• [ITEMS]

· · · · · · ·

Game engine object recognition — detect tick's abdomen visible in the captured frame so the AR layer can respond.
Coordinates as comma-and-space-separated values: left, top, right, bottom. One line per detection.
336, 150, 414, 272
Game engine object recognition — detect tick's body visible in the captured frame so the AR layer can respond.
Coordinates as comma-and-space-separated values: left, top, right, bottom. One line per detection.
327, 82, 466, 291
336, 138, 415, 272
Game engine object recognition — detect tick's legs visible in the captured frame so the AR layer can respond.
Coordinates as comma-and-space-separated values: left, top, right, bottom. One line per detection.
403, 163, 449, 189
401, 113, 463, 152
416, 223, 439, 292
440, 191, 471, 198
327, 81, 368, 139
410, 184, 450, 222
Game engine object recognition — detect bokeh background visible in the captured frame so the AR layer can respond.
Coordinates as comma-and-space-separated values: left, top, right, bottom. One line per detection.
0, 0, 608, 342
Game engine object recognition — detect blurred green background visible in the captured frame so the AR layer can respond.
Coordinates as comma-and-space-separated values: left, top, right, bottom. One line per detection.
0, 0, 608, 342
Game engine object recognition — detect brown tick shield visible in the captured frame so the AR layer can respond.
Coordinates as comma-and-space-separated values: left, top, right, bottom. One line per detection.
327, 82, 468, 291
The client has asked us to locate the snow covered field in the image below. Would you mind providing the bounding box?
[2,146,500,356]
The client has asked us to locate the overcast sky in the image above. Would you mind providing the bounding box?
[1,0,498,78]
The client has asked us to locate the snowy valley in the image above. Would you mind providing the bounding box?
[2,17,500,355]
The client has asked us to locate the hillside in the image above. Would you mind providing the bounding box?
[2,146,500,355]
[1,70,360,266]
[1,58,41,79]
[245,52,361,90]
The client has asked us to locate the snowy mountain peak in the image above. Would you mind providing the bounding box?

· · · · · · ·

• [WHAT IS REQUIRED] Print all of the material above again, line for line, without changing a character.

• [ANSWER TO THE PROBLEM]
Game engine object recognition — detect tick's abdomen visible in the captured frame so the AR layer can respond.
Coordinates as comma-and-space-separated values: left, top, right, bottom. One line per detection.
336, 150, 414, 272
Game engine object recognition — detect tick's body visible in the captured frame so the AR layer can respond.
Coordinates as comma-and-space-separated values: left, top, right, bottom. One line per detection.
327, 82, 466, 291
336, 138, 415, 272
Game engine object recognition — detect tick's legs visible in the captured frame so the AR layer can respond.
Coordinates as comma-and-space-separated values: left, top, right, bottom. One line per detection.
403, 163, 449, 189
401, 113, 463, 152
416, 223, 439, 292
440, 191, 471, 198
327, 81, 368, 139
410, 184, 450, 222
Game engine object recognition — detect bokeh background visible in the captured frame so the AR layer can respond.
Coordinates as comma-and-space-separated values: left, top, right, bottom. One line per detection.
0, 0, 608, 342
Game engine object recognition — detect blurred green background visible in the captured frame so the AR layer can respond.
Coordinates as comma-and-space-separated values: left, top, right, bottom. One line per detection.
0, 0, 608, 342
Game engine object recognition — detect brown tick shield visible in the captured frame so the AR layer can respond.
Coordinates as comma-and-space-separated values: left, top, right, bottom. One line per detection.
327, 82, 468, 291
The client has asked us to locate the snow covered field in the image below. Would you mind providing the bounding box?
[2,146,500,356]
The client has asked us to locate the overcast sky in the image above. Would you mind providing the bounding box?
[1,0,498,78]
The client has asked us to locate the snowy valley in the image above. Would you mind providing the bounding box?
[2,17,500,355]
The client has asked us to locate the hillside in the image above. Would you mind providing the bounding box?
[2,146,500,355]
[1,70,360,266]
[1,58,41,79]
[245,52,361,90]
The client has asked us to locate the snowy mountain peak in the image above. Would you mind providing the bounding box?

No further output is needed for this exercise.